══ PASSAGE GIVEN

Sunday 30 July 2023

The Washington Post Is Tarnishing The Courts Of Hong Kong

 

moon  of alabama

The Washington Post invents some crude reasoning to explain a new aggressive anti-China move by the Biden administration.

Biden, testing Xi, will bar Hong Kong’s leader from economic summit

SAN DIEGO — The White House has decided it will bar Hong Kong’s top government official from attending a major economic summit in the United States this fall, according to three U.S. officials familiar with the matter, in the latest test of President Biden’s bid to reset relations with China.

The summit in questions is the yearly meeting of the Asia-Pacific Economic Cooperation (APEC) to which 21 Pacific Rim entities belong. China, Taiwan (Chinese Taipan) and Hong Kong are members since 1991. The location of the summit rotates through the membership entities.

Chief Executive John Lee, along with 10 other Hong Kong and Chinese officials, was placed under sanctions by Washington in 2020 after implementing a national security law, imposed by Beijing, that enabled the targeting of pro-democracy leaders, tarnished the reputation of the courts and earned international condemnation as leaders sought to silence dissent.

════

• **REQUIRED TASKS**
1. From the blog post on Hong Kong's leader and the APEC summit, copy word for word the part that opens with "Sunday 30 July" and closes with "the Biden administration.".
2. According to the blog post on Hong Kong's leader and the APEC summit, how many Pacific Rim entities belong to APEC?

══ STORED RECORDS

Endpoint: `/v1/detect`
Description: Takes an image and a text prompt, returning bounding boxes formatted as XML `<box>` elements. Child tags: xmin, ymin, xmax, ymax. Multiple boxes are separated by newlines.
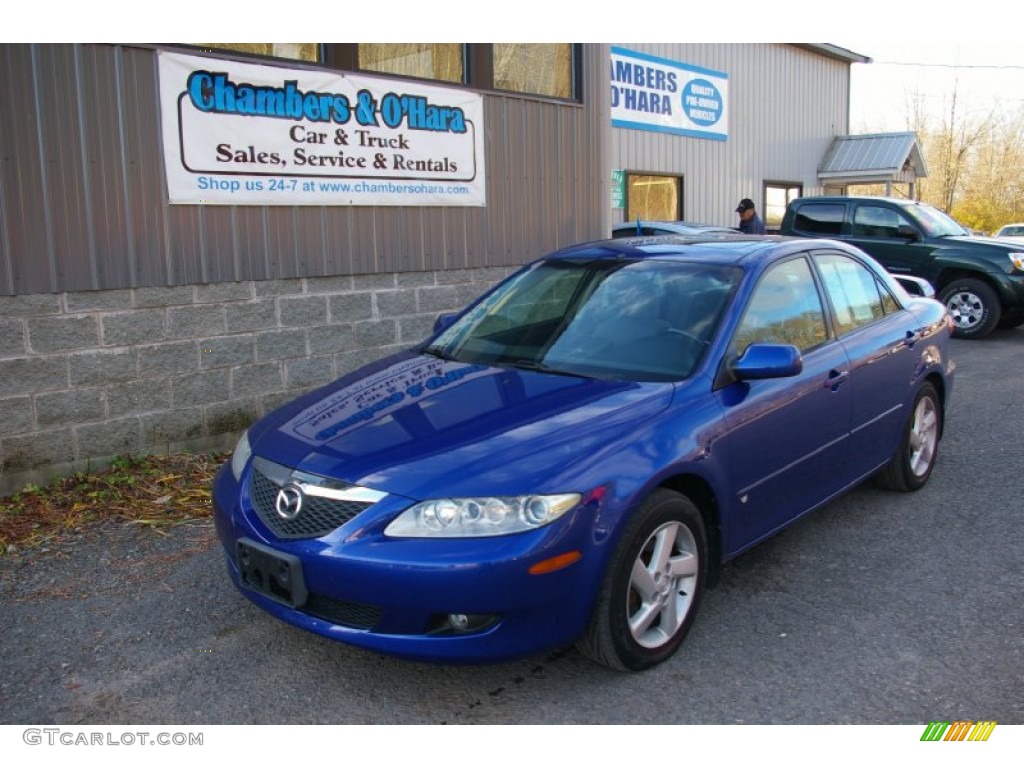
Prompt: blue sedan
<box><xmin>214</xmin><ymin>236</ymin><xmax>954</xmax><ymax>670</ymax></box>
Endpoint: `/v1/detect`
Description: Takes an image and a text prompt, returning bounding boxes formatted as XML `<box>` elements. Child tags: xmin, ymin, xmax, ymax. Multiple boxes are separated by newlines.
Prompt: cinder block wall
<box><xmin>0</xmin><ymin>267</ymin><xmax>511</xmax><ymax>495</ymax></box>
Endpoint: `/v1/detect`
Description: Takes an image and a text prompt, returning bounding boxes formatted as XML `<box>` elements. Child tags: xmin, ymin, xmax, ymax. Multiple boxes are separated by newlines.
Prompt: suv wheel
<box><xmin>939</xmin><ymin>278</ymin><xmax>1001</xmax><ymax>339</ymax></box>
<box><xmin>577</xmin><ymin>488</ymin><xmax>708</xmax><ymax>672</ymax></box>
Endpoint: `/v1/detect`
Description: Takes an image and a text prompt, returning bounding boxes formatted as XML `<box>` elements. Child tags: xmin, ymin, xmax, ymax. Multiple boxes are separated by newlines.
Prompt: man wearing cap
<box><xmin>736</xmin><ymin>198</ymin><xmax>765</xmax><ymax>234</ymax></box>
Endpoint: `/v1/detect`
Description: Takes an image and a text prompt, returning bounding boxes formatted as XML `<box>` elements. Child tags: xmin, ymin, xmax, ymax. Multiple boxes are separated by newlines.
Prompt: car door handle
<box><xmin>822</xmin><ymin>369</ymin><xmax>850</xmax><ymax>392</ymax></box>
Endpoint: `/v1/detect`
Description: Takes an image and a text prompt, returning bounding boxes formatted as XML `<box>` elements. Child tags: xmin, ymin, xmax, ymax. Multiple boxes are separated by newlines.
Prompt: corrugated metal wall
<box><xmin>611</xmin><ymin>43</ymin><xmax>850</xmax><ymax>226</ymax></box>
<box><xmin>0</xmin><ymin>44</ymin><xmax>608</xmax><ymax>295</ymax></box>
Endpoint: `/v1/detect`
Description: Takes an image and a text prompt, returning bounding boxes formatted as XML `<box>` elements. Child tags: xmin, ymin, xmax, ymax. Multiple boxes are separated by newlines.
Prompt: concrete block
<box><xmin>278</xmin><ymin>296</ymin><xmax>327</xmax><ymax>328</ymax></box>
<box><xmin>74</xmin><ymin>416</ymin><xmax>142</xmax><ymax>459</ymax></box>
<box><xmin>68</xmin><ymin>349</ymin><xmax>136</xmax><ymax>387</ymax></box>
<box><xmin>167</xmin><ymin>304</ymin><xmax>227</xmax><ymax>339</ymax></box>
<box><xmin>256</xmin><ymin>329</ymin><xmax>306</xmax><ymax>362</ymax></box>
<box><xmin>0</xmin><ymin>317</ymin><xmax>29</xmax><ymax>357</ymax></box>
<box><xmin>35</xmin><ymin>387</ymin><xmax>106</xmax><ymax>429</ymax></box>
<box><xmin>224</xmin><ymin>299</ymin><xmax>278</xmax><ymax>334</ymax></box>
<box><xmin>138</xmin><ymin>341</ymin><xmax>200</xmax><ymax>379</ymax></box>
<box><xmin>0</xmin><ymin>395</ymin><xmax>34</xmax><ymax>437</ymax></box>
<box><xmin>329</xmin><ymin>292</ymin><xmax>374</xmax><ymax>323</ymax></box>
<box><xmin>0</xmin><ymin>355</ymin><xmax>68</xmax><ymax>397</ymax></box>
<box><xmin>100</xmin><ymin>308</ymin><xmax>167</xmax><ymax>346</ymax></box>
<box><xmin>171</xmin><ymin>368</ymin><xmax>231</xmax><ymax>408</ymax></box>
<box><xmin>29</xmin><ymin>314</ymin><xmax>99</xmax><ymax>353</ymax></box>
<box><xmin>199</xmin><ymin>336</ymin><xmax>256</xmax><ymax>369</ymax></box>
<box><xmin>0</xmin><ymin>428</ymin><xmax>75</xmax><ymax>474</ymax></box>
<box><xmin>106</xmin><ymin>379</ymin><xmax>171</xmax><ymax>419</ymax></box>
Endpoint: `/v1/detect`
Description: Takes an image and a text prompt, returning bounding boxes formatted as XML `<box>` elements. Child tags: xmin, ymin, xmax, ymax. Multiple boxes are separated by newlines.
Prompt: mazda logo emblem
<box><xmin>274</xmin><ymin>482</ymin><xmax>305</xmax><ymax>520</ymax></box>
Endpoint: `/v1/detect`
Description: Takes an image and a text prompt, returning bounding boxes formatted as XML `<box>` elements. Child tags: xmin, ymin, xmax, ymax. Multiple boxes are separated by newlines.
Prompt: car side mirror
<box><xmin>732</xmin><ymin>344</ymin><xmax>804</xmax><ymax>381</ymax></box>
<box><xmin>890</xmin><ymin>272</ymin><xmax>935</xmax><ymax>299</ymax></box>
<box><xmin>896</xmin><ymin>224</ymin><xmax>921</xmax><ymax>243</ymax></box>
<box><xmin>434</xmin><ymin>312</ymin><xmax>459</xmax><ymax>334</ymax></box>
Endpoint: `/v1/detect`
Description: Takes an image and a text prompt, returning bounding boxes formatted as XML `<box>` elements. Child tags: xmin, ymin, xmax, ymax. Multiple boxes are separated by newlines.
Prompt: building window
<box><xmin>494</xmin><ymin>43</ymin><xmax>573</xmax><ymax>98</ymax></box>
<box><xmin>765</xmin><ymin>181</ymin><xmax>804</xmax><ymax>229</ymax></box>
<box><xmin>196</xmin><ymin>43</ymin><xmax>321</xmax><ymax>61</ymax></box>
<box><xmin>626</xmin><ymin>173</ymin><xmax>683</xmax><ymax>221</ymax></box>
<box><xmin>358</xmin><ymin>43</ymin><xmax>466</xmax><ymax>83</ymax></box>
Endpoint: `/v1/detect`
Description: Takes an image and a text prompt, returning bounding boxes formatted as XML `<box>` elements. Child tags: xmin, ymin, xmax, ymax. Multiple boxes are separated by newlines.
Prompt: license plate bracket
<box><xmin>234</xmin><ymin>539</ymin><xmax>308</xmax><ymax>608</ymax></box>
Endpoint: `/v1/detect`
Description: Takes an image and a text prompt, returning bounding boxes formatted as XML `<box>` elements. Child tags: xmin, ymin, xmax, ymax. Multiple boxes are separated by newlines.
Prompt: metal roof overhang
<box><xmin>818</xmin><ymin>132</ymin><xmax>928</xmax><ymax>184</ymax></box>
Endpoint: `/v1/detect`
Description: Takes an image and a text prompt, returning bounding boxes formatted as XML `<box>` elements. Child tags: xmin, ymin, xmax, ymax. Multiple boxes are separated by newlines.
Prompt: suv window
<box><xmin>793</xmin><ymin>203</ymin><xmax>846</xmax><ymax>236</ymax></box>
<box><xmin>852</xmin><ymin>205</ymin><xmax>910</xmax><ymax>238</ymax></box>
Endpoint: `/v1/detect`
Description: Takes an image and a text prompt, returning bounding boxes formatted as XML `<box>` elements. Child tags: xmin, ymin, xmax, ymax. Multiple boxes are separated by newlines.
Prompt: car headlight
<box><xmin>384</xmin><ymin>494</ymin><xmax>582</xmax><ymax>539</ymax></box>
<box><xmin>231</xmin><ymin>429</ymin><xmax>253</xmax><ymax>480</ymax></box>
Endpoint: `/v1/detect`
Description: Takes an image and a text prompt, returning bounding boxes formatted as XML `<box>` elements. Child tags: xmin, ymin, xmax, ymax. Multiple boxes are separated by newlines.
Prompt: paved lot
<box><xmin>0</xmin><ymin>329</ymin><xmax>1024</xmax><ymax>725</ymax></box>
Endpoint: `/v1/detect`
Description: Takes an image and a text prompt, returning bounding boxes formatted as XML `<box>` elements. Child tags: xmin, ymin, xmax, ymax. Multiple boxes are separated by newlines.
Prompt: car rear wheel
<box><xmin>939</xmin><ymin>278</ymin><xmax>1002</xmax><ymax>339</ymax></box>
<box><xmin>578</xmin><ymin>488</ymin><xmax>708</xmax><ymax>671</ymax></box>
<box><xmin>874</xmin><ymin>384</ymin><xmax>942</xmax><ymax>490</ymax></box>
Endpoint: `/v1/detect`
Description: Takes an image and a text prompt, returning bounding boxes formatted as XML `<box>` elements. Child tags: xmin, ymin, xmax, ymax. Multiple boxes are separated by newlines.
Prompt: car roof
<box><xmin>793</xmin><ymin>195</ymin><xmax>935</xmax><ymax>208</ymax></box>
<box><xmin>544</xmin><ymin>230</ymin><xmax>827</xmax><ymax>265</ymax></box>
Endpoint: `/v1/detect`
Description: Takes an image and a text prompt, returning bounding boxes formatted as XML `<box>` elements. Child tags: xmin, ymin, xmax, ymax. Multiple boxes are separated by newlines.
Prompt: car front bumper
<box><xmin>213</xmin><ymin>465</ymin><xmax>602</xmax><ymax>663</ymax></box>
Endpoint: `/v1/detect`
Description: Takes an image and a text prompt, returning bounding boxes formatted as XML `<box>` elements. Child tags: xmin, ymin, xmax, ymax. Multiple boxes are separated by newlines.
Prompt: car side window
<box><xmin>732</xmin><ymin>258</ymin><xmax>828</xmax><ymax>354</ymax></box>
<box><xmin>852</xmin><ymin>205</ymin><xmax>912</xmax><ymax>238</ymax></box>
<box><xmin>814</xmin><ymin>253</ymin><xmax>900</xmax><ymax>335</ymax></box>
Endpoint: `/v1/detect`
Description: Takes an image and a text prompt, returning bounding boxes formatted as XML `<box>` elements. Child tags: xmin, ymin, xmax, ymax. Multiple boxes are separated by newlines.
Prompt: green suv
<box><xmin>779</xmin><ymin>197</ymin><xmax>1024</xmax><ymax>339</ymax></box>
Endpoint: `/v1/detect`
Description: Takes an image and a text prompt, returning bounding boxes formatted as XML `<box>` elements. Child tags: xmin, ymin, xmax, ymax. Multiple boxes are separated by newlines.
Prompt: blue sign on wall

════
══ STORED RECORDS

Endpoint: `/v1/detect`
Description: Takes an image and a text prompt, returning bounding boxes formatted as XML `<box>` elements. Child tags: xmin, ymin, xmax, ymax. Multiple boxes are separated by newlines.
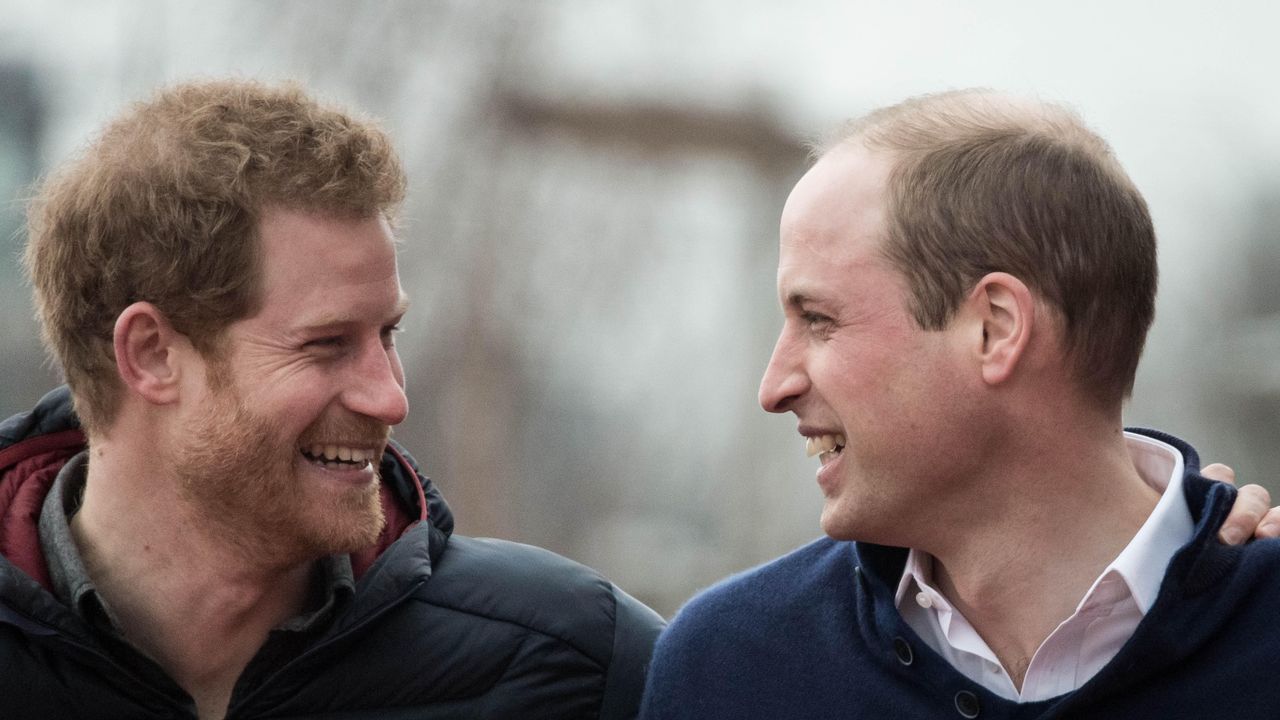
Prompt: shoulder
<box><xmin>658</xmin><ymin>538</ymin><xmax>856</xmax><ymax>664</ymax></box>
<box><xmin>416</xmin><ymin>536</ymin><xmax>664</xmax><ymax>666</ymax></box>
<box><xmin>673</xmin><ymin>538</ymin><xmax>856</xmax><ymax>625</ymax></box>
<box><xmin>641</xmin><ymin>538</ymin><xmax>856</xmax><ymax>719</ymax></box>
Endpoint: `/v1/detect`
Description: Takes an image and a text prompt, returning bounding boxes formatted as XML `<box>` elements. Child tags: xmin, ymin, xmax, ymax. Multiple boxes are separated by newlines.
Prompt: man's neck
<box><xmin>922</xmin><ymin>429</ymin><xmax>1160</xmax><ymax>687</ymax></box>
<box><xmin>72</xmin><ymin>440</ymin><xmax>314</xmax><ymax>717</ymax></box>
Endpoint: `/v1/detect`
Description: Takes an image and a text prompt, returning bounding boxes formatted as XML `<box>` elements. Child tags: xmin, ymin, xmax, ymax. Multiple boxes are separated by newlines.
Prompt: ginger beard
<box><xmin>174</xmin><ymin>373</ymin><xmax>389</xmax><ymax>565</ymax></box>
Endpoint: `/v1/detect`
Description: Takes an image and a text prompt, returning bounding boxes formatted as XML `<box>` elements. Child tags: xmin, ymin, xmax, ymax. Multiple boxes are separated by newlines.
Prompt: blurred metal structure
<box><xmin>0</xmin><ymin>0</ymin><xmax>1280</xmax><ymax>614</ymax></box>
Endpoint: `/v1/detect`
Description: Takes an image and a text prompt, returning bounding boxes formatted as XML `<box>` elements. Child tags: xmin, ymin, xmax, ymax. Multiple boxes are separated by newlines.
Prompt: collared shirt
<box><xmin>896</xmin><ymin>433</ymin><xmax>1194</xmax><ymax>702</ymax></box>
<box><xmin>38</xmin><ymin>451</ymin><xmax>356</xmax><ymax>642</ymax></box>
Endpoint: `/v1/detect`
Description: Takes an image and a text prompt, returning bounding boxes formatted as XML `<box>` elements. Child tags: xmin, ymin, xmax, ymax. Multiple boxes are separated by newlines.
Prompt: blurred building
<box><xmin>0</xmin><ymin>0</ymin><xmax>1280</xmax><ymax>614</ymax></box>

════
══ STORED RECORDS

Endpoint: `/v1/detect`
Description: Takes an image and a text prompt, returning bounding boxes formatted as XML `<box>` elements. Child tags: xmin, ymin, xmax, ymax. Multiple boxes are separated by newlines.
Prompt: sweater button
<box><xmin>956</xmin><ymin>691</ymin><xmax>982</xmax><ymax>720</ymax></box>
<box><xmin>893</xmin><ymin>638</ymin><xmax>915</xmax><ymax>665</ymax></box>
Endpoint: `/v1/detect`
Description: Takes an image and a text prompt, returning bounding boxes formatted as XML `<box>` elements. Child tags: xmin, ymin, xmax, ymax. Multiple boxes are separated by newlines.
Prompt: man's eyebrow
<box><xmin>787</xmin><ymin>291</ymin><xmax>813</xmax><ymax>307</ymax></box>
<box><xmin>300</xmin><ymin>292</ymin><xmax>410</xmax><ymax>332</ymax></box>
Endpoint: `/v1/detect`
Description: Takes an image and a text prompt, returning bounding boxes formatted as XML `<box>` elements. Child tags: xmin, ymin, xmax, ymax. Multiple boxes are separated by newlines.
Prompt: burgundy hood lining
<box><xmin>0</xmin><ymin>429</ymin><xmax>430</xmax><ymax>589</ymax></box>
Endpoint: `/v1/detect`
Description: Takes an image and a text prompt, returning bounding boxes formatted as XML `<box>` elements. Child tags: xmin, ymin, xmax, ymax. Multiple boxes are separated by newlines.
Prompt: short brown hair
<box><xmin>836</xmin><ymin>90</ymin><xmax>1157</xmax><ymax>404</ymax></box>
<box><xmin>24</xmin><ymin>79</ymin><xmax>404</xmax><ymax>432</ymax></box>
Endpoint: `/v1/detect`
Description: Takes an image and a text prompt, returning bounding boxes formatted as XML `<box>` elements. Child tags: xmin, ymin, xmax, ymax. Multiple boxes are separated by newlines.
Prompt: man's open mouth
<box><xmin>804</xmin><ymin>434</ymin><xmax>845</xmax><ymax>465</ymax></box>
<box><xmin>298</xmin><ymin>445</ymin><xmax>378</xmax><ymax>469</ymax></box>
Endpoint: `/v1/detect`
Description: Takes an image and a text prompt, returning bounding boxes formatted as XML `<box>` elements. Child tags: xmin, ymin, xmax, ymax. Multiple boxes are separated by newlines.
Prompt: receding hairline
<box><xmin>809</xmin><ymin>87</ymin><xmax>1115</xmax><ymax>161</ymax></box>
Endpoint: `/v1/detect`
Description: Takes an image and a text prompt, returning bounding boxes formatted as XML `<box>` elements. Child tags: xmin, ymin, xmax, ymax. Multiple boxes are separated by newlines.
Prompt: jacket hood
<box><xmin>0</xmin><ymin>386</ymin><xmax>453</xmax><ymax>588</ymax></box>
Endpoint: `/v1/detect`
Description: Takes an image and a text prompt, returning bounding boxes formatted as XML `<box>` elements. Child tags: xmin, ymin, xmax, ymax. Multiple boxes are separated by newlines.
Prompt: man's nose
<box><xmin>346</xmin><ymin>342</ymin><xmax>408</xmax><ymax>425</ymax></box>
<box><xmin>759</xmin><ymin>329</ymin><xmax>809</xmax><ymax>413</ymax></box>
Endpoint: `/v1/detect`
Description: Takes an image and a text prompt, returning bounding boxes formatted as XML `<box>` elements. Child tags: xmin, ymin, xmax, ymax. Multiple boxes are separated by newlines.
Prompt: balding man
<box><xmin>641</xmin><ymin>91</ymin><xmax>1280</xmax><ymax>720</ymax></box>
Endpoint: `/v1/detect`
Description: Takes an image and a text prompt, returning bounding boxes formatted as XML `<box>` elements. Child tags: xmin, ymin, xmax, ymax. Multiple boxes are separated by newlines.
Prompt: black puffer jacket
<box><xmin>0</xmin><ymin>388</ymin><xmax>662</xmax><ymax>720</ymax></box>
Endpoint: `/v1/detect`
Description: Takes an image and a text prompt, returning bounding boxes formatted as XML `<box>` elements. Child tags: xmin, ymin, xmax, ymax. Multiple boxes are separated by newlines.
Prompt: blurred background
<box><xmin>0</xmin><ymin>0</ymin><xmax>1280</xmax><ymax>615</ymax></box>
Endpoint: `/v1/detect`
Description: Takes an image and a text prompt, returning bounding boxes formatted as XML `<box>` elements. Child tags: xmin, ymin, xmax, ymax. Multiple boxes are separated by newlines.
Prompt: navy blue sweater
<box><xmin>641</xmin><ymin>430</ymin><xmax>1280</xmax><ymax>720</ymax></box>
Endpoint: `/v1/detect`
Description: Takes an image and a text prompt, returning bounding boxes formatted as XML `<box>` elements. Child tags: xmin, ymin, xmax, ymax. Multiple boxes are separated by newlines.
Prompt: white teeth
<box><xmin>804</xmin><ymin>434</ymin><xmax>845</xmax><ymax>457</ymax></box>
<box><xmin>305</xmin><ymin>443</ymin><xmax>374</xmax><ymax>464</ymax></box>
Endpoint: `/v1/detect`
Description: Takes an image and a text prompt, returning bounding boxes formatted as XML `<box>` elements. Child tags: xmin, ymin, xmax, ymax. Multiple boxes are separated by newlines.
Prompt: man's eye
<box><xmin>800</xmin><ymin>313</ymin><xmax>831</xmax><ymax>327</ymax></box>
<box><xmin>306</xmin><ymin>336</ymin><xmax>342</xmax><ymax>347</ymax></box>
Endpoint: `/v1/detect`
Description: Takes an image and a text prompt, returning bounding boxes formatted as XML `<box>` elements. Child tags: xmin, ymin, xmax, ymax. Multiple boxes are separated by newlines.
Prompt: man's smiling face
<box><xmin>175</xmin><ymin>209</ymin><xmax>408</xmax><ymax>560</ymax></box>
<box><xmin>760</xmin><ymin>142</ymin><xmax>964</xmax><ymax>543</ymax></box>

════

• **REPLIES**
1.
Sunday 30 July 2023

The Washington Post Is Tarnishing The Courts Of Hong Kong

 

moon  of alabama

The Washington Post invents some crude reasoning to explain a new aggressive anti-China move by the Biden administration.

2. 21